Problem statement
Give the listing again in full, exactly as written.

Coordinate labeling data
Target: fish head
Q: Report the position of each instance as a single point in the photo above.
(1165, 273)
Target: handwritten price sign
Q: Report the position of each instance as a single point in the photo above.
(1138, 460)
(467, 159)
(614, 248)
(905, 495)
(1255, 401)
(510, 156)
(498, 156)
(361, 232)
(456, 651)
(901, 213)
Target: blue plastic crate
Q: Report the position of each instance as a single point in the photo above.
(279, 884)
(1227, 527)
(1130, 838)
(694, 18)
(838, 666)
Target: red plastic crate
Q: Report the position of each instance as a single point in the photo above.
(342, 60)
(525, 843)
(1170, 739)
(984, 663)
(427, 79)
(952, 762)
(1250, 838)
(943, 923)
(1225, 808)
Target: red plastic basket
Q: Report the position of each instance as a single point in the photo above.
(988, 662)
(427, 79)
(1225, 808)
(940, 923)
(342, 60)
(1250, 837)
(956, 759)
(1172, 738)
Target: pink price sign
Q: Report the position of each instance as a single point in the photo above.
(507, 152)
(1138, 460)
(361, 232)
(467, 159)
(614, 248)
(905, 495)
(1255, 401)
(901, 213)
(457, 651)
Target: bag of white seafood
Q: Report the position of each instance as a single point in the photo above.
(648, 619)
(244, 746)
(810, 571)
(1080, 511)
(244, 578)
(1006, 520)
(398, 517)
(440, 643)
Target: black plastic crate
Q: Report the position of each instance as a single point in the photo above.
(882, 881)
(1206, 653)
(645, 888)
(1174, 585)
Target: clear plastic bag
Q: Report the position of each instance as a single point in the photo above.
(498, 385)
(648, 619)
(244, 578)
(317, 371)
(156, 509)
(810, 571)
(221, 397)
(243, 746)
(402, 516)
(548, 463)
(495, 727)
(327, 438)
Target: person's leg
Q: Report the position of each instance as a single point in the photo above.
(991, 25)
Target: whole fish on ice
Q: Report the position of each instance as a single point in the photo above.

Expected answer
Target: fish head
Q: Report the position of each instance as a single point in the photo above.
(1165, 273)
Target: handwritten price sign
Q: Report the position of each instance as a single point in the photo above.
(1138, 460)
(467, 159)
(614, 248)
(905, 495)
(1255, 401)
(510, 156)
(498, 156)
(361, 232)
(456, 651)
(901, 213)
Target: blue plastic crate
Q: Report the position of each instance as a single point in the photo above.
(279, 884)
(1227, 527)
(1130, 838)
(694, 18)
(838, 666)
Target: red plastic crate
Q: Report the position of each instance as a single point in the photo above.
(342, 60)
(525, 843)
(1170, 739)
(984, 663)
(427, 79)
(952, 762)
(1250, 838)
(943, 923)
(1225, 808)
Target: red plastic basket
Q: Report the position of each instance as a single point in the photo above.
(988, 662)
(427, 79)
(1225, 808)
(940, 923)
(342, 60)
(1250, 837)
(956, 759)
(1172, 738)
Target: pink price sign
Q: Report the position of each instance as a single point in the photo above.
(507, 152)
(1138, 460)
(361, 232)
(467, 159)
(614, 248)
(905, 495)
(1255, 401)
(901, 213)
(457, 651)
Target: bag of white seafood
Q: Report the position of each instance as a single point in the photo above.
(648, 619)
(244, 746)
(810, 571)
(1080, 511)
(244, 578)
(1006, 520)
(398, 517)
(440, 643)
Target: black plastic crate
Q: Report the position of each instance as a single point in the photo above.
(882, 881)
(1206, 653)
(645, 888)
(1174, 585)
Target: clear plastic bag
Q: Report the position of each instance as a single point in the photo above.
(498, 385)
(648, 619)
(244, 578)
(317, 371)
(156, 509)
(810, 571)
(221, 397)
(243, 746)
(402, 516)
(548, 463)
(495, 727)
(327, 438)
Target: person's leg
Q: Report the position of each instance as a single point in the photo above.
(991, 25)
Target: whole fish on ice
Q: Report the position of each instance as a single point in the photo above.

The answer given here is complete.